> **Given problem 1**:
In the foil window passage, copy the part from "FIGS. 4A and" to "the two chambers.", swapping "crinkle" for "wrinkle".

The second problem discussed earlier is the stress on the foil 20 resulting at least in part from the pressure differential between chambers 12 and 16. Fortuitously, reducing the width of foil 20 also reduces the stress induced in the foil as a result of this pressure differential. Further, it has been found that if the width dimension of the foil 20 is made larger than the width between the two sides of ring 22 which secure the foil in the width dimension by, for example, 2 to 5% for a particular case, the resulting slack in foil 20 causes up to an order of-magnitude stress reduction in the foil. For other cases, the percentage of slack may vary substantially depending on system parameters. The pressure differential across the foil results in a generally cylindrical shaped bowing of the foil in the direction of evacuated chamber 12. By combining these two features, namely, some slack in the foil between the two sides of O-ring 22 and keeping the width of the window opening a the end of chamber 12, and thus of the foil 20 spanning such opening, as low as possible, foil life can be substantially enhanced, permitting foils to be selected for additional properties such as low density and high thermal conductivity rather than strength alone.
For preferred embodiments of the invention, a high perimeter to area ratio for a given area is achieved by having a high aspect ratio window; however, this result could also be achieved by having the window, and thus the foil, in the form of an annulus as shown in FIG. 3. For this embodiment, the foil 20' has an opening in the center with part of the housing 14' in this opening and a cooling fluid channel 40 in the housing inside the annulus. A portion of the housing 14' is also adjacent the outer wall of the foil 20' and has a fluid channel 42 adjacent thereto. Thus, no portion of the foil is far from a heat dissipating surface.
However, the construction of FIG. 3 is not considered as desirable as that of FIG. 2 in that the beam needs to have an annulus formed therein to correspond to the annulus in the foil, resulting in far more complex beam optics for the system and a generally more complex system which offers little, if any, advantages over the construction shown in FIG. 2.
FIGS. 4A and 4B illustrate another embodiment of the invention which offers the advantages of the embodiment shown in FIGS. 1 and 2, but is considered preferable because it provides a controlled shape for foil 20, and thus assures that the foil does not crinkle or that other irregularities do not occur in the shape of the foil which might adversely affect the life of the foil, might interfere with the passage of accelerated particles therethrouqh or which might compromise the seal between the two chambers.

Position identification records
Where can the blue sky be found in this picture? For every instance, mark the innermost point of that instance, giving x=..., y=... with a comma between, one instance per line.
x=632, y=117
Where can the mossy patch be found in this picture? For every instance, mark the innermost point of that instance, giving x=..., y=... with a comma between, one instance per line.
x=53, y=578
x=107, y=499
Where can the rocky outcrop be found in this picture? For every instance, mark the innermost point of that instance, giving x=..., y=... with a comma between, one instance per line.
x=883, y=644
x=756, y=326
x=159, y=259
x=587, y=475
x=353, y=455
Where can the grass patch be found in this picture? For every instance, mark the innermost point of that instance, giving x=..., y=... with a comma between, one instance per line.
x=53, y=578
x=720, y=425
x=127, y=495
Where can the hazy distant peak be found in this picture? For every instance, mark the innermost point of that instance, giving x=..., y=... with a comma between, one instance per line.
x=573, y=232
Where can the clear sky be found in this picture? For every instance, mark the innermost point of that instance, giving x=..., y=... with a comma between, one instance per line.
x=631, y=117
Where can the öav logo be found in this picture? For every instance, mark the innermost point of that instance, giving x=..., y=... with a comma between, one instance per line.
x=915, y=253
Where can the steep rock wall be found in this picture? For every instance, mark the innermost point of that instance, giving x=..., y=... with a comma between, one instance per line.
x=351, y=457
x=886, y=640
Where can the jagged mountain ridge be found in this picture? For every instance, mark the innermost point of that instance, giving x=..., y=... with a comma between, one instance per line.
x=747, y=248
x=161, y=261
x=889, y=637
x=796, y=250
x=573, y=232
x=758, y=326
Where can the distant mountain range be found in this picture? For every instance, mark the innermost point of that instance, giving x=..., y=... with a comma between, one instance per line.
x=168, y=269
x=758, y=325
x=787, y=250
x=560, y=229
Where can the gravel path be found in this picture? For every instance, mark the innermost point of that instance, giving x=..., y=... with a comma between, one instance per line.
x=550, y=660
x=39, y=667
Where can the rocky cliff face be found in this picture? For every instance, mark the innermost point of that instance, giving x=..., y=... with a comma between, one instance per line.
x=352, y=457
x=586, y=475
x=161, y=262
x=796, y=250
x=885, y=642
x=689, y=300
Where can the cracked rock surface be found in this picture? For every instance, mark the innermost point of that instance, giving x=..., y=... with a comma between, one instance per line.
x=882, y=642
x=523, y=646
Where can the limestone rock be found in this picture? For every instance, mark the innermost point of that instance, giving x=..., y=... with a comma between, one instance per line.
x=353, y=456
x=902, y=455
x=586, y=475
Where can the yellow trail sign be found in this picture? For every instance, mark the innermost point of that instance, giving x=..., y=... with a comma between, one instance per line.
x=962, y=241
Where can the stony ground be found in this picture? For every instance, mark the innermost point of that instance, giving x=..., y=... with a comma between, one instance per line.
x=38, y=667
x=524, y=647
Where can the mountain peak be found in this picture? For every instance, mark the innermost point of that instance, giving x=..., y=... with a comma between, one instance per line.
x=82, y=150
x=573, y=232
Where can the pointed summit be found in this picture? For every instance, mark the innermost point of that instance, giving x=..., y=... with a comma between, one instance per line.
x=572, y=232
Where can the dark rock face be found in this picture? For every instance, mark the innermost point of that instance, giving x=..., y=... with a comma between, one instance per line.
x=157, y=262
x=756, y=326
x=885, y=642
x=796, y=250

> **Given problem 2**:
Turn the rows from the line with "Where can the öav" to the line with "x=886, y=640" into a numbered list, leaving out blank lines.

> **Complete output 1**:
FIGS. 4A and 4B illustrate another embodiment of the invention which offers the advantages of the embodiment shown in FIGS. 1 and 2, but is considered preferable because it provides a controlled shape for foil 20, and thus assures that the foil does not wrinkle or that other irregularities do not occur in the shape of the foil which might adversely affect the life of the foil, might interfere with the passage of accelerated particles therethrouqh or which might compromise the seal between the two chambers.

> **Complete output 2**:
1. Where can the öav logo be found in this picture? For every instance, mark the innermost point of that instance, giving x=..., y=... with a comma between, one instance per line.
2. x=915, y=253
3. Where can the steep rock wall be found in this picture? For every instance, mark the innermost point of that instance, giving x=..., y=... with a comma between, one instance per line.
4. x=351, y=457
5. x=886, y=640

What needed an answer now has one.